> **A block of data**:

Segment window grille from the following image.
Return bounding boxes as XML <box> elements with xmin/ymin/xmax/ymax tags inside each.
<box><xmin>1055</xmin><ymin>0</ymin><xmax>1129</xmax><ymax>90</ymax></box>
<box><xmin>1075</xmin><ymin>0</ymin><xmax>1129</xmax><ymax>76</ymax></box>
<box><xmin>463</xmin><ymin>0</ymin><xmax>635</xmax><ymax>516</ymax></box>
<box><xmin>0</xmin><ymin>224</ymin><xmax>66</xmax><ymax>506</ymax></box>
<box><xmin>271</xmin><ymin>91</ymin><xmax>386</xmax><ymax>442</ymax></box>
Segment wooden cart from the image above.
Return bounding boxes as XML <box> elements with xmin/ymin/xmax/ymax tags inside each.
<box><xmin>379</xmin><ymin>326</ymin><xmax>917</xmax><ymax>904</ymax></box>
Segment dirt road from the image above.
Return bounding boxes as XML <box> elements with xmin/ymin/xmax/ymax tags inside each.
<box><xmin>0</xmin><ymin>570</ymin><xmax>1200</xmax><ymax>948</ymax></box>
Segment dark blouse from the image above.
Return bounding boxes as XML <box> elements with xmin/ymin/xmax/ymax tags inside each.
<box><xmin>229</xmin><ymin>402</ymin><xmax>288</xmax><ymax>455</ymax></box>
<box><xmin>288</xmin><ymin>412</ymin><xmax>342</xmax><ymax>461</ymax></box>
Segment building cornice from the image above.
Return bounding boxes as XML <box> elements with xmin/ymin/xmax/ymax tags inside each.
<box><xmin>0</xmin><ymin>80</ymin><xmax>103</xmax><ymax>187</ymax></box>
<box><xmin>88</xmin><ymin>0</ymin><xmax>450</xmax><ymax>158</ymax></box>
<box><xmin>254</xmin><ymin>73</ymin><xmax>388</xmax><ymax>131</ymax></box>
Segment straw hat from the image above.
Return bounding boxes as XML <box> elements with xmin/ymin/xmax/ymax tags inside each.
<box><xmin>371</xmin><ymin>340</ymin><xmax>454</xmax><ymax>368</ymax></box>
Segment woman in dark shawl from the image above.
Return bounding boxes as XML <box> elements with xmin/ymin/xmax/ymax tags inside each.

> **Do this**:
List each line in the items that contains the word "above", copying every such line in full.

> **In response**:
Segment wooden cart from the image above.
Segment dirt road from the image above.
Segment dark blouse from the image above.
Segment building cornice from the image above.
Segment straw hat from the image above.
Segment woman in dark shawl from the image above.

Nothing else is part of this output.